Testo:
-*-
Oggi ricorre il settimo anniversario della mia Ordinazione episcopale nella Basilica di S. Pietro in Vaticano. Fu quello il primo incontro con voi e il momento solenne in cui il Signore legava la mia vita a quella di questa Comunità diocesana. Ricordo quel giorno con grande commozione ed emozione e vi ringrazio ancora della vostra festa, dei vostri volti sorridenti, della gioia che mi dimostraste nell’accogliere la mia povera e intimorita persona, scorgendo in essa la presenza dello stesso Signore che rinnovava il suo amore per questa Chiesa. A sette anni di distanza si sono spenti gli entusiasmi fatui di chi nel nuovo vescovo concentrava attese individualistiche o effimere. E’ rimasta, invece, la gioia serena di chi, accogliendo il nuovo Pastore come opportunità per lasciarsi condurre dallo Spirito verso le prospettive sempre nuove del Regno, confermava la sua volontà di comunione e l’impegno a servire la Chiesa e la sua missione nel nostro territorio. Personalmente, posso testimoniare che l’eco di quel giorno è risuonato in tanti momenti belli che ho vissuto tra voi e ancora oggi mi fa sentire il soffio dello Spirito che gonfia la vela della mia vita e mi spinge a donarla totalmente per voi.
Per la diocesi di Alife-Caiazzo, oggi è una giornata storica! Inizia il I sinodo diocesano, dopo 195 anni dall’ultima analoga esperienza celebrata nell’antica diocesi di Alife e a 82 anni da quella nell’ex diocesi di Caiazzo. Il mio pensiero va ai Vescovi miei predecessori che furono protagonisti di quegli eventi ormai lontani: Mons. Emilio Gentile e Mons. Nicola Maria Di Girolamo e a tutti coloro che mi hanno preceduto come Pastori di questa porzione del Popolo di Dio. Oggi comprendo di più le loro fatiche e li ringrazio, perché se questa Chiesa è viva è anche merito dei gesti di amore e della dedizione loro e di quanti in comunione con loro l’hanno servita.
La celebrazione del Sinodo è anche suggello di quanto il soffio dello Spirito sta operando tra noi in questi anni intensi. Costituisce altresì motivo di gioia e di santo orgoglio perché testimonia i tanti talenti che il Signore semina tra noi e, dopo periodi
difficili, il livello di normalità che, anche se con grande fatica e ostacoli, la nostra Chiesa sta recuperando per essere sempre più nel Territorio la sposa bella e accogliente di Cristo, il fermento e il lievito della nostra storia. Esso vuole essere anche l’atto di umiltà di una Chiesa che non ha sempre camminato verso Gerusalemme, sulla via del Signore, ma talora, accumulando ritardi e rughe, si è diretta ad Emmaus, nell’illusione che le scelte individualistiche, la ricerca del facile consenso, l’apparire e il camminare in ordine sparso, potessero renderla più idonea alla sua missione.
-*-
Righe fornite:
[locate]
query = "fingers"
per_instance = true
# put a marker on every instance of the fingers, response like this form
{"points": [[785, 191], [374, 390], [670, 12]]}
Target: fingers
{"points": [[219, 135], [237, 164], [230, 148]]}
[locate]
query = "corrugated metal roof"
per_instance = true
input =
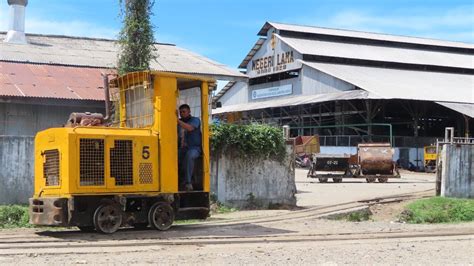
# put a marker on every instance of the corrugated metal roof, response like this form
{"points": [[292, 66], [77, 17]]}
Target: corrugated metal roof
{"points": [[360, 34], [463, 108], [252, 52], [380, 53], [48, 81], [102, 53], [296, 100], [404, 84]]}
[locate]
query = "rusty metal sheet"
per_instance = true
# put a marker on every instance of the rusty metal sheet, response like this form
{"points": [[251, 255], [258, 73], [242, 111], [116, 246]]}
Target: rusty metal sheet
{"points": [[51, 81]]}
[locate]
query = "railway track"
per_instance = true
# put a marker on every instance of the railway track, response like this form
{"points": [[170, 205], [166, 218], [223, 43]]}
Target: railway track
{"points": [[244, 231]]}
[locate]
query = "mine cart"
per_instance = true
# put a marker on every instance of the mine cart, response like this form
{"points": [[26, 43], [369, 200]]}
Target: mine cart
{"points": [[430, 159], [101, 176], [375, 162]]}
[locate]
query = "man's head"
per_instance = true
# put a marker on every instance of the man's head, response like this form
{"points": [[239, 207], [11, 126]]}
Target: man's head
{"points": [[184, 111]]}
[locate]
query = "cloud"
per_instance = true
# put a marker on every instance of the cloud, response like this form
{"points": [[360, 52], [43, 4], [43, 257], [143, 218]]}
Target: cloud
{"points": [[69, 28]]}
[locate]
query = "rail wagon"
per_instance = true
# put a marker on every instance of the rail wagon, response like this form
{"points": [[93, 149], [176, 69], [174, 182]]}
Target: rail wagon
{"points": [[102, 177]]}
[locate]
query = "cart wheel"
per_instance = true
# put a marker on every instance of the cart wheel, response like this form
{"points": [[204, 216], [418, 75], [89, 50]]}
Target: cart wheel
{"points": [[161, 216], [370, 179], [107, 218], [86, 229]]}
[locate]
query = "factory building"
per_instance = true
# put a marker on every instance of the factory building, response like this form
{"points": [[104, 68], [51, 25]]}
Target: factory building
{"points": [[351, 87]]}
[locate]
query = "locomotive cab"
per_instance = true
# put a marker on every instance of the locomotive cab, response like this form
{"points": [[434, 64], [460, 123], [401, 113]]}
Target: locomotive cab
{"points": [[103, 177]]}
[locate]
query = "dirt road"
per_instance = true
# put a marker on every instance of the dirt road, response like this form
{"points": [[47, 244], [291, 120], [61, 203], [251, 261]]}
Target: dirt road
{"points": [[264, 237]]}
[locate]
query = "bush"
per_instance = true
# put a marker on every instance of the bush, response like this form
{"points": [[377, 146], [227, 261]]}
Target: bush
{"points": [[248, 140], [14, 216], [439, 210]]}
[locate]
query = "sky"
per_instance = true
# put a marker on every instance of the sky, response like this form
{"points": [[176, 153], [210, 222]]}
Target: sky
{"points": [[225, 30]]}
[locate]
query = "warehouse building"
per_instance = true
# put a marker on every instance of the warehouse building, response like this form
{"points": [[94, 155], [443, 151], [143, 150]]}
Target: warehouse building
{"points": [[351, 87]]}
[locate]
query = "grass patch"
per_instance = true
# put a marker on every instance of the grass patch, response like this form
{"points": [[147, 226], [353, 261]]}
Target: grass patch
{"points": [[355, 216], [13, 216], [359, 216], [221, 208], [439, 210]]}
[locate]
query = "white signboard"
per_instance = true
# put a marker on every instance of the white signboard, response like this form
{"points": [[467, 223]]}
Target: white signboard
{"points": [[272, 92]]}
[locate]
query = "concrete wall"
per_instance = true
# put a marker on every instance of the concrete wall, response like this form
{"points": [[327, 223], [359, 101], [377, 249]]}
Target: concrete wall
{"points": [[234, 179], [457, 173], [25, 119], [16, 169]]}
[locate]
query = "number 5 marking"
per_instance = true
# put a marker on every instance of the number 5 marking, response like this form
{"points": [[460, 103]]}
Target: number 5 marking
{"points": [[146, 152]]}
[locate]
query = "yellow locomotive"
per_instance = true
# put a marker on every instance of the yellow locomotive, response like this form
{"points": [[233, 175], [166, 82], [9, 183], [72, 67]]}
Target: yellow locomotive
{"points": [[101, 178], [429, 158]]}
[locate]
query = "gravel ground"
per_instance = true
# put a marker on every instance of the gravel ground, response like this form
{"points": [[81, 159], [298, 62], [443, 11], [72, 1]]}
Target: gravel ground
{"points": [[306, 240]]}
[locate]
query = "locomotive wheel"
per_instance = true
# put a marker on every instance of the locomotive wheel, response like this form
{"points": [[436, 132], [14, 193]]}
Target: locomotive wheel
{"points": [[370, 179], [107, 218], [161, 216], [87, 228], [140, 226]]}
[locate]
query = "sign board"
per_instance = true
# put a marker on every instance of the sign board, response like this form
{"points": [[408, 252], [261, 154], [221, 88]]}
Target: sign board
{"points": [[273, 57], [272, 92]]}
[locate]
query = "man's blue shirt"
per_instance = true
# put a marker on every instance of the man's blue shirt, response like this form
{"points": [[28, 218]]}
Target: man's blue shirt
{"points": [[193, 138]]}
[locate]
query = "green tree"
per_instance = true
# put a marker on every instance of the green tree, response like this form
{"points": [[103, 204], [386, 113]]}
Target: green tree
{"points": [[136, 37]]}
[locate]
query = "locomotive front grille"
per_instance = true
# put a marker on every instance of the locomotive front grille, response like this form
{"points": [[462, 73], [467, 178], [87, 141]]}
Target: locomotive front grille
{"points": [[121, 162], [91, 162], [51, 167]]}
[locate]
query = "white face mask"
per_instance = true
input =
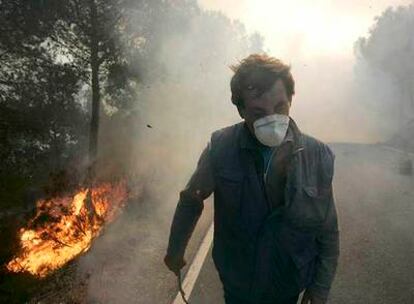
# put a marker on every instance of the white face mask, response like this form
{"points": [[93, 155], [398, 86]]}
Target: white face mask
{"points": [[271, 130]]}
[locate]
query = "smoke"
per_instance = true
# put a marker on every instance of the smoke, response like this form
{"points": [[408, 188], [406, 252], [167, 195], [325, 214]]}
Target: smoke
{"points": [[338, 99]]}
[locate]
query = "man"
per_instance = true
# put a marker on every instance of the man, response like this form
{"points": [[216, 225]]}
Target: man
{"points": [[275, 222]]}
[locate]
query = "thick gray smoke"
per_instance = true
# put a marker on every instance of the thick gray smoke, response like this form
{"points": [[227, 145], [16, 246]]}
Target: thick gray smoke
{"points": [[336, 100]]}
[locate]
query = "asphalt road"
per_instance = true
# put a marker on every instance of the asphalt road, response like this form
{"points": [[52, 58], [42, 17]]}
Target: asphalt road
{"points": [[376, 210]]}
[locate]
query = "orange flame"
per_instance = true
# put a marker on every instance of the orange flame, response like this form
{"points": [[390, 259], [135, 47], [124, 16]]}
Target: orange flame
{"points": [[64, 227]]}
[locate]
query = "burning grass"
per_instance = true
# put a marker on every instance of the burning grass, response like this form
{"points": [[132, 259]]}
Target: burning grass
{"points": [[65, 226]]}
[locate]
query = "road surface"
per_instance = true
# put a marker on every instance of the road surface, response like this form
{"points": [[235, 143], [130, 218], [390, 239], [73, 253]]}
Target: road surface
{"points": [[376, 209]]}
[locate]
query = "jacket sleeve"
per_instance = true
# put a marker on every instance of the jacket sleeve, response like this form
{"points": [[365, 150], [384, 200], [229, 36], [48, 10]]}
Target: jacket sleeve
{"points": [[190, 205], [328, 236]]}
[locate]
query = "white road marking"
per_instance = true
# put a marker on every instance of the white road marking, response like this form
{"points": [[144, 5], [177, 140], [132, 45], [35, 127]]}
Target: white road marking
{"points": [[397, 150], [195, 267]]}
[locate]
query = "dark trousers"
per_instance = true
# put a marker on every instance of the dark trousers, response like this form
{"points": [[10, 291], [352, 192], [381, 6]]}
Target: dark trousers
{"points": [[230, 299]]}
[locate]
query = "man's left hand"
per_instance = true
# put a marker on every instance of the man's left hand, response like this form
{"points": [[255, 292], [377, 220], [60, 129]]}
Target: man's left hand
{"points": [[310, 298]]}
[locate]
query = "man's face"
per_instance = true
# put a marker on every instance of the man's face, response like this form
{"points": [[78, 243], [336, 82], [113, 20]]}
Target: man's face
{"points": [[273, 101]]}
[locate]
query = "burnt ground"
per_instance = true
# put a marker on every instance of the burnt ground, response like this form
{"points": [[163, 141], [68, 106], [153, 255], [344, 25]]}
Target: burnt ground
{"points": [[375, 204], [376, 209], [124, 264]]}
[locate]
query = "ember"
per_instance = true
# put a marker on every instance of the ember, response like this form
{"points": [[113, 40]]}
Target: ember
{"points": [[64, 227]]}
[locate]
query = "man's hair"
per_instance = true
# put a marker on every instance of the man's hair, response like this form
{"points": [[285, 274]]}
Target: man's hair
{"points": [[260, 72]]}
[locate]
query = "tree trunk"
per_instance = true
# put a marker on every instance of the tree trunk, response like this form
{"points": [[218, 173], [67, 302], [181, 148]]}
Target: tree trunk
{"points": [[94, 127]]}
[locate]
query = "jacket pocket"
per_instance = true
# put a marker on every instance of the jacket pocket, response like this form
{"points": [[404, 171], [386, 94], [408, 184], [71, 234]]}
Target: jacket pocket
{"points": [[228, 193], [310, 206]]}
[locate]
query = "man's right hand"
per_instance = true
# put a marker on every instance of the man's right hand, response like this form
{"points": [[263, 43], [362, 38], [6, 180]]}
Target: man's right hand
{"points": [[174, 264]]}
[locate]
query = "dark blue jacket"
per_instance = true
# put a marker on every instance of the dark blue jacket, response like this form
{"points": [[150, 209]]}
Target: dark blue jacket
{"points": [[274, 235]]}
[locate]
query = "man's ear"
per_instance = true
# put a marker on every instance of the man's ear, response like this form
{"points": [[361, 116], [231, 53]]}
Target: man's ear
{"points": [[241, 111]]}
-*-
Consegna: Ricopia dal testo sul sinodo diocesano il tratto che va da "Per la diocesi" fino a "loro l’hanno servita.".

Risultato:
Per la diocesi di Alife-Caiazzo, oggi è una giornata storica! Inizia il I sinodo diocesano, dopo 195 anni dall’ultima analoga esperienza celebrata nell’antica diocesi di Alife e a 82 anni da quella nell’ex diocesi di Caiazzo. Il mio pensiero va ai Vescovi miei predecessori che furono protagonisti di quegli eventi ormai lontani: Mons. Emilio Gentile e Mons. Nicola Maria Di Girolamo e a tutti coloro che mi hanno preceduto come Pastori di questa porzione del Popolo di Dio. Oggi comprendo di più le loro fatiche e li ringrazio, perché se questa Chiesa è viva è anche merito dei gesti di amore e della dedizione loro e di quanti in comunione con loro l’hanno servita.